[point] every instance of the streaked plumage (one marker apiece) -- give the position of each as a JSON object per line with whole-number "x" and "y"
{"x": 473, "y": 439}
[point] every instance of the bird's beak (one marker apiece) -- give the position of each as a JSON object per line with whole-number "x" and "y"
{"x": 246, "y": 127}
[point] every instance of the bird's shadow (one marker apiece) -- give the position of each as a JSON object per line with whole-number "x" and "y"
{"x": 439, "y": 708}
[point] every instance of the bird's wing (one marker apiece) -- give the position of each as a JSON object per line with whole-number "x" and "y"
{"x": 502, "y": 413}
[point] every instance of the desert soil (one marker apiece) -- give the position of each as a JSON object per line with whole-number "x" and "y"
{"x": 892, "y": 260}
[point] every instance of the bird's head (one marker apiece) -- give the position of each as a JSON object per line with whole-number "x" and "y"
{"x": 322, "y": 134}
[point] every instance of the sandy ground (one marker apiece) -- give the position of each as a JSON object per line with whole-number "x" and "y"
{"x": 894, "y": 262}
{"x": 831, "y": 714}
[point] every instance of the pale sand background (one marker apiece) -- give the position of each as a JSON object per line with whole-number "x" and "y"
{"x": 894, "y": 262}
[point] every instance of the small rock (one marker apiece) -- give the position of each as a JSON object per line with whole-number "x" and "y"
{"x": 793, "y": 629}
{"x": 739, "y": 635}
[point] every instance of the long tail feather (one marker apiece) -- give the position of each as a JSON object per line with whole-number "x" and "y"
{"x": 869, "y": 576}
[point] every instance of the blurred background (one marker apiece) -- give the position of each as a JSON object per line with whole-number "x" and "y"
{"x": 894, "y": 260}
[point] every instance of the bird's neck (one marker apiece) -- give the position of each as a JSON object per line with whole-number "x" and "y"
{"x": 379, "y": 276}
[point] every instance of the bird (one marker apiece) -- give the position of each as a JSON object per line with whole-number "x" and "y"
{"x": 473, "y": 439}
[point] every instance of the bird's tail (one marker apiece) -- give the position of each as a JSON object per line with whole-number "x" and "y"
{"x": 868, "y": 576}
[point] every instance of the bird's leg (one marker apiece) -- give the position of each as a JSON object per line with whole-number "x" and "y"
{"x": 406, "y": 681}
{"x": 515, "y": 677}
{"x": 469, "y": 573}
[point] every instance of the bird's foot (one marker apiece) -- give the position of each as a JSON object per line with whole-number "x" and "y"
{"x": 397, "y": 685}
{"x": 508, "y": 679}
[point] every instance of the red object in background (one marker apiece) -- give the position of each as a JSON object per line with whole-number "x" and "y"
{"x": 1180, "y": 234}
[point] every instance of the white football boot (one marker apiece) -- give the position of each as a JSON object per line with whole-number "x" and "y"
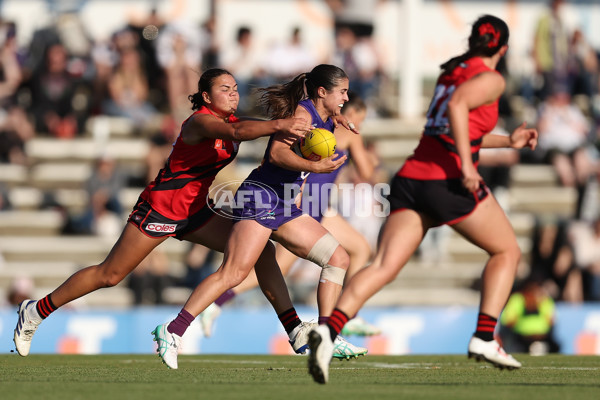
{"x": 321, "y": 351}
{"x": 26, "y": 326}
{"x": 493, "y": 353}
{"x": 168, "y": 345}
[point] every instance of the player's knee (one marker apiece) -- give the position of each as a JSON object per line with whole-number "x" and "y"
{"x": 339, "y": 258}
{"x": 268, "y": 251}
{"x": 327, "y": 251}
{"x": 332, "y": 274}
{"x": 231, "y": 277}
{"x": 360, "y": 250}
{"x": 111, "y": 278}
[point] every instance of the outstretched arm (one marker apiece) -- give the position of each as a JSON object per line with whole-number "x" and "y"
{"x": 205, "y": 126}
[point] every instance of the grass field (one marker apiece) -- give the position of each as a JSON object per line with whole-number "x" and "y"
{"x": 285, "y": 377}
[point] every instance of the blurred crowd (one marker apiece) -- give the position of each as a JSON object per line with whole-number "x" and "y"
{"x": 147, "y": 69}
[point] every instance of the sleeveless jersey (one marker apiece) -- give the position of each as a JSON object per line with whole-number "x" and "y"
{"x": 181, "y": 187}
{"x": 436, "y": 156}
{"x": 277, "y": 177}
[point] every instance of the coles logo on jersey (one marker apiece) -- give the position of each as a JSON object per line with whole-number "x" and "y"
{"x": 161, "y": 228}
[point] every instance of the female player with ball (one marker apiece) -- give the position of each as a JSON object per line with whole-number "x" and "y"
{"x": 176, "y": 204}
{"x": 439, "y": 184}
{"x": 270, "y": 211}
{"x": 345, "y": 142}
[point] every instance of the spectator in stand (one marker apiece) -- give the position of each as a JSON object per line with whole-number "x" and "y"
{"x": 551, "y": 49}
{"x": 286, "y": 60}
{"x": 103, "y": 213}
{"x": 527, "y": 322}
{"x": 149, "y": 280}
{"x": 552, "y": 258}
{"x": 15, "y": 128}
{"x": 243, "y": 60}
{"x": 355, "y": 49}
{"x": 585, "y": 240}
{"x": 564, "y": 142}
{"x": 583, "y": 66}
{"x": 179, "y": 52}
{"x": 146, "y": 28}
{"x": 128, "y": 90}
{"x": 53, "y": 89}
{"x": 358, "y": 56}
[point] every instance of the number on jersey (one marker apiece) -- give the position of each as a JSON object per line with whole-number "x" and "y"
{"x": 437, "y": 117}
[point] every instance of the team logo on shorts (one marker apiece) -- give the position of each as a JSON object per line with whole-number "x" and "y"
{"x": 161, "y": 228}
{"x": 242, "y": 199}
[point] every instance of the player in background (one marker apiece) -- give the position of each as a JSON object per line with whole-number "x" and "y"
{"x": 176, "y": 204}
{"x": 357, "y": 247}
{"x": 439, "y": 184}
{"x": 271, "y": 210}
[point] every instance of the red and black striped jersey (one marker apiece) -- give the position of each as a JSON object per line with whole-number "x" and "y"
{"x": 436, "y": 156}
{"x": 181, "y": 187}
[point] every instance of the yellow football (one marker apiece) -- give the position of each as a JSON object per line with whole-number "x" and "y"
{"x": 317, "y": 144}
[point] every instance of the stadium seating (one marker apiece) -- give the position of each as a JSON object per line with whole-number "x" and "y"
{"x": 31, "y": 243}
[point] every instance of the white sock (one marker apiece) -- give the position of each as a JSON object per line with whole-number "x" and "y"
{"x": 33, "y": 314}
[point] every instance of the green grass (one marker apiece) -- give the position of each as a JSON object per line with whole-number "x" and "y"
{"x": 285, "y": 377}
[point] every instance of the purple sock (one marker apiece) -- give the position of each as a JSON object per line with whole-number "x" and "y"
{"x": 179, "y": 325}
{"x": 225, "y": 297}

**EXERCISE DETAILS**. Copy out each line of the data exactly as it reads; skip the pictures.

**ANSWER TO THIS TASK**.
[point] every instance of the streaked plumage (one marker apiece) -- give the position of each as a JSON object per line with whole-number "x" and "y"
{"x": 473, "y": 439}
[point] every instance of the bird's beak (one marker apiece) -- give the position of each as a JSON object per line with whole-number "x" and "y"
{"x": 246, "y": 127}
[point] every instance of the bird's shadow (one marker apiece) -- give the position of each as a JSON object per line with whole-number "x" and "y"
{"x": 439, "y": 708}
[point] every instance of the bird's wing (one marker apiece) -- give the position of each as a JSON object per line with whole-number "x" and "y"
{"x": 502, "y": 413}
[point] every instance of the desert soil (one marker apiece) -- give the position of each as a JSON object per line with whole-number "x" and "y"
{"x": 892, "y": 260}
[point] every instance of the bird's head (one marker apiece) -- give the position of each as a JSON object per line with whole-number "x" and "y"
{"x": 322, "y": 134}
[point] every instance of the sandy ground (one marker apiece) -- give the position of each as a JSON object per line with whole-number "x" and "y"
{"x": 894, "y": 262}
{"x": 831, "y": 714}
[point] every instance of the pale sand background (one marker apiece) -- give the position of each as a JSON object per line with whole-number "x" and "y"
{"x": 894, "y": 262}
[point] every instance of the small rock (one marker apiece) -- give the position of each as a JSON object per line with whole-number "x" and "y"
{"x": 793, "y": 629}
{"x": 739, "y": 635}
[point] every instance of the long tail feather (one marker apiece) -- give the position of each as a JSON object per line with whole-number "x" and "y"
{"x": 869, "y": 576}
[point] every instance of the blurred background (one marker apiece) -- give the position of each as a JSON object per line with whole-number "x" and "y"
{"x": 894, "y": 260}
[point] every instance of the bird's neck (one marker apiece) -- give the position of each as a JSON object per line with whole-number "x" and "y"
{"x": 379, "y": 276}
[point] every instance of the bird (one marker apiece) -- give the position of each as a JSON object per line with whole-number "x" and "y"
{"x": 473, "y": 439}
[point] every instance of the bird's tail (one marker apiece) -- give the position of each as a JSON object per line with whole-number "x" and "y"
{"x": 868, "y": 576}
[point] every instance of the bird's leg (one marker apiece) -- give the position of each as a JSON object per line with whole-number "x" and "y"
{"x": 406, "y": 681}
{"x": 515, "y": 677}
{"x": 469, "y": 573}
[point] every instance of the bird's foot (one marker apiece) -- give the position of each as a JSON object per line with whole-number "x" and "y"
{"x": 397, "y": 685}
{"x": 508, "y": 679}
[point] every instance of the red object in background (one marker apiece) -- give the position of each as a JSON object per line with whole-number "x" and "y"
{"x": 1180, "y": 234}
[point] every instance of the white football boot (one marker apiece) -- give the position of each as a JSON object per line with whole-number "x" and "y"
{"x": 321, "y": 351}
{"x": 26, "y": 326}
{"x": 493, "y": 353}
{"x": 168, "y": 345}
[point] every instance of the player's knee (one marker apiece) -- give the position of each as a JSON object per line with whole-number "x" and "y"
{"x": 339, "y": 258}
{"x": 268, "y": 251}
{"x": 327, "y": 251}
{"x": 332, "y": 274}
{"x": 231, "y": 277}
{"x": 360, "y": 250}
{"x": 111, "y": 278}
[point] every instance of the outstretched arm (one marker apiece) -- give the position of each as a JSON object per line with whole-number "x" and "y"
{"x": 205, "y": 126}
[point] every instance of the grass field (one marker apiece) -- give the position of each as a JSON object per line with whole-number "x" and "y"
{"x": 285, "y": 377}
[point] every instance of the blurred crowd (one marker apiece) -- give the position of each as a JSON object per line with whole-number "x" and "y"
{"x": 147, "y": 69}
[point] every instance of the sleeveless jersey (one marker apiece) -- give the position of each as a JSON object per line with whole-number "x" and "y"
{"x": 181, "y": 187}
{"x": 436, "y": 156}
{"x": 277, "y": 177}
[point] every instance of the coles logo on jersey (one marker apiece) -- give the position of each as a JSON object per line with whole-number "x" and "y"
{"x": 161, "y": 228}
[point] every instance of the female player with ball (one marker apiece) -- give the position of each as a JSON object per line with whole-number "x" and "y"
{"x": 176, "y": 204}
{"x": 439, "y": 184}
{"x": 270, "y": 211}
{"x": 345, "y": 142}
[point] every instance of the spectator in stand (one marker apiece) -- give the position of each as a JSON object per line with whole-number "x" and "y"
{"x": 551, "y": 49}
{"x": 286, "y": 60}
{"x": 103, "y": 213}
{"x": 527, "y": 322}
{"x": 149, "y": 280}
{"x": 552, "y": 258}
{"x": 15, "y": 128}
{"x": 243, "y": 60}
{"x": 355, "y": 49}
{"x": 585, "y": 240}
{"x": 564, "y": 142}
{"x": 583, "y": 66}
{"x": 179, "y": 52}
{"x": 146, "y": 28}
{"x": 128, "y": 90}
{"x": 53, "y": 89}
{"x": 358, "y": 56}
[point] every instance of the number on jersey (one marker apiece) -- give the position of each as a JSON object per line with whole-number "x" and "y"
{"x": 437, "y": 117}
[point] every instance of the team logo on shorts (one marker apiece) -- give the position of each as a JSON object per line with whole-number "x" and "y"
{"x": 161, "y": 228}
{"x": 242, "y": 199}
[point] every instance of the player in background (one marker apiece) -- give the position of each as a JSON object per line with whole-number "x" and "y"
{"x": 176, "y": 204}
{"x": 357, "y": 247}
{"x": 439, "y": 184}
{"x": 271, "y": 210}
[point] every instance of the red and black striped jersey (one marker apiece) -- give the position of each as a JSON object per line with whole-number "x" and "y"
{"x": 436, "y": 156}
{"x": 181, "y": 187}
[point] every instance of the yellow football (one marker apiece) -- give the position of each as a JSON object per line with whole-number "x" and "y"
{"x": 317, "y": 144}
[point] every instance of the stadium seating (one marker apiece) -- give the position of each as a JSON object per line with whole-number "x" and "y"
{"x": 31, "y": 243}
[point] every instance of the white sock (one marker apiece) -- give the position of each as a JSON object per line with whole-number "x" and "y"
{"x": 33, "y": 314}
[point] every instance of the green grass (one marker apiece) -- give the position of each as a JSON object per line with whole-number "x" and "y"
{"x": 285, "y": 377}
[point] every instance of the purple sock (one marker apiece) -- give the position of each as a JSON object per line with whole-number "x" and "y"
{"x": 179, "y": 325}
{"x": 225, "y": 297}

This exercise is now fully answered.